■ Task description
Please pick out each line in the items below that contains the string "coat" and copy those lines.

■ Supplied information
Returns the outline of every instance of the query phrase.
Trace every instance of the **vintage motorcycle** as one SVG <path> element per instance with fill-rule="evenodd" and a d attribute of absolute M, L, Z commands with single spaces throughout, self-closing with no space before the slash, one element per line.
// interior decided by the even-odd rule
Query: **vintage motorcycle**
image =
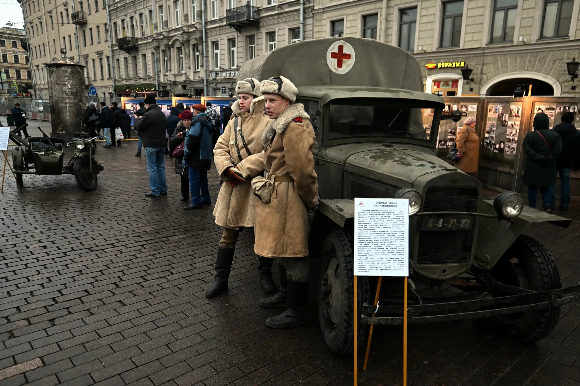
<path fill-rule="evenodd" d="M 12 162 L 19 187 L 24 187 L 25 174 L 74 174 L 81 188 L 87 191 L 95 190 L 98 183 L 97 175 L 104 167 L 95 159 L 94 141 L 104 137 L 90 138 L 82 133 L 73 137 L 75 140 L 66 144 L 74 147 L 74 152 L 68 163 L 63 166 L 64 141 L 49 137 L 40 127 L 38 129 L 42 137 L 32 137 L 28 141 L 10 132 L 10 139 L 17 144 L 12 150 Z"/>

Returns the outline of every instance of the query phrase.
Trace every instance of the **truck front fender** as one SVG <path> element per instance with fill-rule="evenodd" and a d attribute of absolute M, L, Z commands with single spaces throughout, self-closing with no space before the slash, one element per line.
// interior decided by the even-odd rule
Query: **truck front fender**
<path fill-rule="evenodd" d="M 483 200 L 478 212 L 495 214 L 493 200 Z M 480 217 L 474 264 L 490 270 L 499 260 L 516 239 L 535 223 L 548 223 L 568 228 L 571 220 L 524 206 L 521 214 L 513 222 L 490 217 Z M 517 256 L 514 256 L 516 257 Z"/>

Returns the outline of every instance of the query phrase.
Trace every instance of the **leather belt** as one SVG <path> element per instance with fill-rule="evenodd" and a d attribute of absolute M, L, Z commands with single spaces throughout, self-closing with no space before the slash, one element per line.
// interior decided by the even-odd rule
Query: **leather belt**
<path fill-rule="evenodd" d="M 294 182 L 294 179 L 291 176 L 286 174 L 267 174 L 266 179 L 273 183 L 277 182 Z"/>

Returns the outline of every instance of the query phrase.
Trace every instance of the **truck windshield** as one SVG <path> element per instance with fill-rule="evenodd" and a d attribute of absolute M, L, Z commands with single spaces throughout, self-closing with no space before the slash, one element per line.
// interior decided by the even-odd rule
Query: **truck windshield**
<path fill-rule="evenodd" d="M 335 100 L 330 105 L 328 136 L 331 140 L 403 137 L 430 141 L 435 107 L 423 106 L 413 100 L 393 104 L 380 99 Z"/>

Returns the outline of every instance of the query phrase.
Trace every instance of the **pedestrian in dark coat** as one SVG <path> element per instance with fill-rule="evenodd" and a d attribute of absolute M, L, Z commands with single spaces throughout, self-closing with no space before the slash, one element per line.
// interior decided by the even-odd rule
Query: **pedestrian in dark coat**
<path fill-rule="evenodd" d="M 111 142 L 113 146 L 121 146 L 121 140 L 117 140 L 115 142 L 115 130 L 117 128 L 121 128 L 121 109 L 117 106 L 117 102 L 113 102 L 109 106 L 109 110 L 111 112 Z"/>
<path fill-rule="evenodd" d="M 12 118 L 14 118 L 14 124 L 16 125 L 17 129 L 19 126 L 26 123 L 26 112 L 20 108 L 20 104 L 18 102 L 14 104 L 14 107 L 10 109 L 10 112 L 12 114 Z M 28 132 L 26 131 L 26 128 L 23 128 L 21 130 L 15 131 L 14 134 L 20 135 L 21 131 L 24 133 L 24 138 L 30 137 Z"/>
<path fill-rule="evenodd" d="M 192 116 L 191 112 L 187 111 L 181 121 L 182 124 L 179 125 L 182 130 L 176 130 L 173 132 L 173 135 L 169 137 L 169 152 L 172 153 L 175 148 L 185 141 L 185 137 L 187 135 L 187 130 L 189 130 L 189 128 L 191 125 Z M 175 158 L 175 174 L 179 174 L 179 178 L 181 179 L 181 201 L 187 201 L 189 199 L 189 169 L 187 165 L 183 164 L 183 153 L 181 156 L 174 158 Z"/>
<path fill-rule="evenodd" d="M 536 207 L 538 188 L 544 210 L 551 212 L 550 187 L 556 183 L 556 162 L 562 151 L 562 137 L 550 130 L 550 119 L 543 112 L 534 117 L 534 131 L 524 139 L 525 166 L 524 184 L 528 185 L 528 202 Z"/>
<path fill-rule="evenodd" d="M 570 203 L 570 173 L 580 169 L 580 130 L 572 122 L 574 113 L 567 111 L 561 115 L 561 123 L 554 126 L 553 130 L 562 137 L 562 152 L 556 162 L 560 175 L 560 209 L 567 210 Z M 556 185 L 550 189 L 552 207 L 556 206 Z"/>
<path fill-rule="evenodd" d="M 125 138 L 128 138 L 128 133 L 131 131 L 131 117 L 124 108 L 121 109 L 121 131 L 123 132 Z"/>

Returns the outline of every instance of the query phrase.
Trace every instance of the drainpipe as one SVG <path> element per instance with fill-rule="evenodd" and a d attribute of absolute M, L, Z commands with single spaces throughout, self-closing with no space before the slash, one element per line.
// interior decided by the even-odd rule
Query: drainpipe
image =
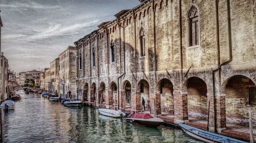
<path fill-rule="evenodd" d="M 183 87 L 183 58 L 182 58 L 182 21 L 181 15 L 181 0 L 179 2 L 179 18 L 180 18 L 180 87 L 181 90 Z"/>
<path fill-rule="evenodd" d="M 118 104 L 118 110 L 120 109 L 120 103 L 119 103 L 119 78 L 121 78 L 122 76 L 123 76 L 125 73 L 123 73 L 121 75 L 120 75 L 119 77 L 117 78 L 117 88 L 118 88 L 118 101 L 117 101 L 117 104 Z"/>
<path fill-rule="evenodd" d="M 153 8 L 153 24 L 154 24 L 154 50 L 155 54 L 155 72 L 157 70 L 157 54 L 156 54 L 156 8 L 155 8 L 155 0 L 153 1 L 152 3 L 153 6 L 152 8 Z M 156 73 L 155 73 L 156 74 Z"/>
<path fill-rule="evenodd" d="M 136 38 L 136 19 L 135 18 L 135 12 L 133 10 L 133 21 L 134 24 L 134 53 L 135 58 L 135 73 L 137 73 L 137 38 Z"/>
<path fill-rule="evenodd" d="M 219 71 L 219 81 L 218 83 L 220 85 L 221 82 L 221 67 L 222 66 L 227 65 L 232 62 L 233 57 L 232 54 L 232 41 L 231 41 L 231 23 L 230 23 L 230 0 L 227 1 L 227 21 L 228 21 L 228 47 L 229 51 L 229 60 L 223 63 L 220 65 L 220 43 L 219 43 L 219 13 L 218 13 L 218 1 L 216 0 L 216 22 L 218 23 L 216 25 L 216 28 L 217 28 L 217 51 L 218 51 L 218 69 L 212 71 L 212 85 L 213 85 L 213 92 L 214 92 L 214 128 L 215 132 L 217 133 L 217 116 L 216 116 L 216 109 L 215 108 L 215 73 L 216 71 Z M 209 115 L 208 115 L 209 116 Z"/>

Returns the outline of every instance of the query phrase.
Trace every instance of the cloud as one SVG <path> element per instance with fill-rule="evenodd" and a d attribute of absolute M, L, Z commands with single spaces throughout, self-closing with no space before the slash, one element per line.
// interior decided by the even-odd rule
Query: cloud
<path fill-rule="evenodd" d="M 8 3 L 7 4 L 1 4 L 2 7 L 8 7 L 8 8 L 20 8 L 24 10 L 28 10 L 26 8 L 31 8 L 31 9 L 56 9 L 59 8 L 60 7 L 59 6 L 49 6 L 49 5 L 44 5 L 39 4 L 35 2 L 28 1 L 26 3 L 16 2 L 13 1 Z"/>
<path fill-rule="evenodd" d="M 25 37 L 26 36 L 22 34 L 6 34 L 2 35 L 2 39 L 9 39 Z"/>
<path fill-rule="evenodd" d="M 68 34 L 71 33 L 77 33 L 77 31 L 94 25 L 99 22 L 99 20 L 95 20 L 90 22 L 83 23 L 76 23 L 75 24 L 64 26 L 61 24 L 50 24 L 50 26 L 48 28 L 45 29 L 41 32 L 36 33 L 30 36 L 28 39 L 31 40 L 36 40 L 42 38 L 49 38 L 53 36 L 58 36 Z"/>

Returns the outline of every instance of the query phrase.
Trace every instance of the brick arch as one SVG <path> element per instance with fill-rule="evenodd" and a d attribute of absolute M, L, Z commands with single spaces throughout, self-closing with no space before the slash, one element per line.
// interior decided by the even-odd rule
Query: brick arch
<path fill-rule="evenodd" d="M 204 80 L 192 76 L 185 81 L 187 92 L 188 117 L 207 120 L 208 116 L 207 85 Z"/>
<path fill-rule="evenodd" d="M 83 85 L 83 91 L 82 95 L 83 102 L 88 101 L 88 90 L 89 90 L 88 83 L 86 82 Z"/>
<path fill-rule="evenodd" d="M 96 99 L 96 86 L 95 82 L 93 82 L 91 85 L 91 95 L 90 98 L 91 103 L 94 103 Z"/>
<path fill-rule="evenodd" d="M 150 84 L 145 79 L 141 79 L 137 85 L 136 108 L 141 109 L 141 100 L 144 100 L 144 105 L 142 110 L 150 110 Z"/>
<path fill-rule="evenodd" d="M 225 90 L 226 89 L 226 87 L 227 86 L 227 83 L 228 82 L 228 80 L 231 79 L 232 77 L 233 77 L 234 76 L 237 76 L 237 75 L 241 75 L 245 76 L 249 79 L 250 79 L 254 83 L 255 85 L 256 85 L 256 81 L 254 80 L 253 77 L 249 75 L 246 75 L 244 74 L 234 74 L 233 75 L 228 77 L 228 78 L 226 78 L 225 80 L 224 80 L 224 81 L 222 83 L 221 85 L 221 93 L 225 93 Z"/>
<path fill-rule="evenodd" d="M 174 114 L 174 85 L 166 78 L 161 79 L 156 87 L 157 113 Z"/>
<path fill-rule="evenodd" d="M 125 103 L 123 105 L 124 100 Z M 129 108 L 132 107 L 133 104 L 132 102 L 132 84 L 128 80 L 124 80 L 122 83 L 121 104 L 123 104 L 123 106 L 124 105 L 125 107 Z"/>
<path fill-rule="evenodd" d="M 99 89 L 98 89 L 98 103 L 100 104 L 100 102 L 101 101 L 101 94 L 102 95 L 102 100 L 101 101 L 102 102 L 103 104 L 104 104 L 104 102 L 105 103 L 105 92 L 106 92 L 106 87 L 105 83 L 104 83 L 103 81 L 101 81 L 100 83 L 99 84 Z"/>
<path fill-rule="evenodd" d="M 247 88 L 255 87 L 253 80 L 249 77 L 241 75 L 233 75 L 224 80 L 221 85 L 221 91 L 224 93 L 225 113 L 226 122 L 241 126 L 248 126 L 248 96 Z M 253 96 L 253 95 L 252 95 Z M 252 111 L 256 110 L 256 107 L 251 107 Z M 256 115 L 252 114 L 252 122 L 255 122 Z M 253 121 L 254 119 L 254 121 Z"/>
<path fill-rule="evenodd" d="M 110 106 L 114 106 L 114 108 L 117 106 L 117 86 L 114 81 L 110 82 L 109 84 L 109 96 L 106 100 L 106 104 Z"/>

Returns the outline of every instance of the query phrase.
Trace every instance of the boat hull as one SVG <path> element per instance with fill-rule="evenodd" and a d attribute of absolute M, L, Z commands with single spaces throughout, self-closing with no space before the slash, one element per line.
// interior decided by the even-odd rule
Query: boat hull
<path fill-rule="evenodd" d="M 49 100 L 52 101 L 59 101 L 59 98 L 49 98 Z"/>
<path fill-rule="evenodd" d="M 152 128 L 157 128 L 157 127 L 162 125 L 163 123 L 162 121 L 154 121 L 152 119 L 156 118 L 152 118 L 149 119 L 142 120 L 140 119 L 136 118 L 126 118 L 126 121 L 129 122 L 131 123 L 136 124 L 139 126 L 152 127 Z"/>
<path fill-rule="evenodd" d="M 78 106 L 81 103 L 64 103 L 63 105 L 65 106 Z"/>
<path fill-rule="evenodd" d="M 113 110 L 113 109 L 98 109 L 99 113 L 102 115 L 113 117 L 113 118 L 120 118 L 121 116 L 119 113 L 118 111 Z"/>
<path fill-rule="evenodd" d="M 231 137 L 202 130 L 182 123 L 180 124 L 180 126 L 188 135 L 206 142 L 247 142 Z"/>

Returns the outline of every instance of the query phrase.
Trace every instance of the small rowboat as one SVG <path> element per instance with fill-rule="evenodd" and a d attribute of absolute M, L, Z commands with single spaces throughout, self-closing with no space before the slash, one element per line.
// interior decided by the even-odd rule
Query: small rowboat
<path fill-rule="evenodd" d="M 18 94 L 15 94 L 11 98 L 14 101 L 17 101 L 22 99 L 22 97 Z"/>
<path fill-rule="evenodd" d="M 180 126 L 188 135 L 206 142 L 246 143 L 231 137 L 204 131 L 181 123 Z"/>
<path fill-rule="evenodd" d="M 79 100 L 71 99 L 70 101 L 64 102 L 63 104 L 66 106 L 79 106 L 82 105 L 82 102 Z"/>
<path fill-rule="evenodd" d="M 59 97 L 49 97 L 49 100 L 52 101 L 58 101 Z"/>
<path fill-rule="evenodd" d="M 156 128 L 164 122 L 158 118 L 153 117 L 148 113 L 135 113 L 130 117 L 125 118 L 126 121 L 138 125 Z"/>
<path fill-rule="evenodd" d="M 111 117 L 120 118 L 125 116 L 125 113 L 121 112 L 120 110 L 117 111 L 113 109 L 103 108 L 99 108 L 98 110 L 100 114 Z"/>
<path fill-rule="evenodd" d="M 13 110 L 15 106 L 14 101 L 10 99 L 7 99 L 0 105 L 0 108 L 4 109 L 4 110 Z"/>

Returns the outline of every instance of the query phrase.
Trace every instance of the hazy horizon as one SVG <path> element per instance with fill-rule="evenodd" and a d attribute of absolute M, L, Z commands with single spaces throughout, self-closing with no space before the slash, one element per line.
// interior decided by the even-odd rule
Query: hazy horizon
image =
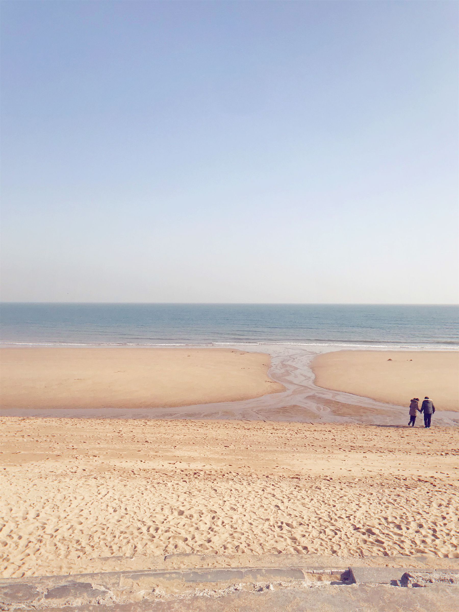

■ Worked solution
Trace every instance of the **pedestrian in dark coat** as one SVG <path> element per instance with fill-rule="evenodd" and a d attribute of absolute M, L, Z commands with single spaces throughout, self-closing with no space before the slash, one element per line.
Query: **pedestrian in dark coat**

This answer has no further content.